Exercise materials
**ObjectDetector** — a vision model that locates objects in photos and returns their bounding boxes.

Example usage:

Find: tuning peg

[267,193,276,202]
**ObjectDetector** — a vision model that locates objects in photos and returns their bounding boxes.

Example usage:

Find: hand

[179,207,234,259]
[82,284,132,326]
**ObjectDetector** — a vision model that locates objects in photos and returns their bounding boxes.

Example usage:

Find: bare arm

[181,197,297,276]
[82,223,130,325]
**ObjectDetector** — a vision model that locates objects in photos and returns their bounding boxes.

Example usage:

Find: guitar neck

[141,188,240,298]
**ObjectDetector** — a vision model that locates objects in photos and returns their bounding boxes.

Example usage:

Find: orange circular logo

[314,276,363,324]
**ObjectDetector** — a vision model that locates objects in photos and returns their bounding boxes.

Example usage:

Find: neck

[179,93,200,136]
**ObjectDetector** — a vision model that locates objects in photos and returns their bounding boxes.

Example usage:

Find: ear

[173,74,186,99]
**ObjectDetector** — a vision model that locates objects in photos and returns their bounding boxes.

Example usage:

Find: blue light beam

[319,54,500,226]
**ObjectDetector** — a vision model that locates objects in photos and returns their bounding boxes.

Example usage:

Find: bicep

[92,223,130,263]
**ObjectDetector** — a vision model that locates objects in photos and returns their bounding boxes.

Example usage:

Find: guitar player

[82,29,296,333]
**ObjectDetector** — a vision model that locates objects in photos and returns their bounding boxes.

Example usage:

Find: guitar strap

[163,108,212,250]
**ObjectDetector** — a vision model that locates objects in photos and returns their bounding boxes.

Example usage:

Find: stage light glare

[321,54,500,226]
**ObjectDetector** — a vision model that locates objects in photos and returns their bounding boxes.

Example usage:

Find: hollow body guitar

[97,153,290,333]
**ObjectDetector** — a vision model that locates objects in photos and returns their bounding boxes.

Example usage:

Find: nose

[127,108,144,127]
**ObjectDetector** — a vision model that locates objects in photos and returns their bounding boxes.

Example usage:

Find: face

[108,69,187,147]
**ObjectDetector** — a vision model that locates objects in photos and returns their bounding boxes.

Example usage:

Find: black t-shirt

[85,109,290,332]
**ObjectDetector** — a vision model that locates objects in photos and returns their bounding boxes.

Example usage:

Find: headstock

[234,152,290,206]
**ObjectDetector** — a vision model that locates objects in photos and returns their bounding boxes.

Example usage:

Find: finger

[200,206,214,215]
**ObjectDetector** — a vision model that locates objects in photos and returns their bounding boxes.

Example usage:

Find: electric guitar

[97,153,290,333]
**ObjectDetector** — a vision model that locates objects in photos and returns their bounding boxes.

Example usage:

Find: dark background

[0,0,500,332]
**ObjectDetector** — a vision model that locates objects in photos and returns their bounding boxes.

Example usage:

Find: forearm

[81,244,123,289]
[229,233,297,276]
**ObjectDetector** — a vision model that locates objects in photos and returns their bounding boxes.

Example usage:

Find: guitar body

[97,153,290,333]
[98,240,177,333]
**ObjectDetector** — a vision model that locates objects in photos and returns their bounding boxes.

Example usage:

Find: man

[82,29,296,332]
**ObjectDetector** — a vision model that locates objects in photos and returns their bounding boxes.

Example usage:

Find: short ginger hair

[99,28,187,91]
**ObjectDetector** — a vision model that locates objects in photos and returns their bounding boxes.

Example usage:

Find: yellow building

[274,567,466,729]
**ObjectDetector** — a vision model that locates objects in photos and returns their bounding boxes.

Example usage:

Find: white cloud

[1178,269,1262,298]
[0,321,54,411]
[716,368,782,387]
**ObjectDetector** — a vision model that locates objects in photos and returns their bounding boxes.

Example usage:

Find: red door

Problem statement
Locate every line in the items above that contains the string "body" and copy each one. Letter case counts.

Answer to the problem
Find: hollow body guitar
Find: guitar body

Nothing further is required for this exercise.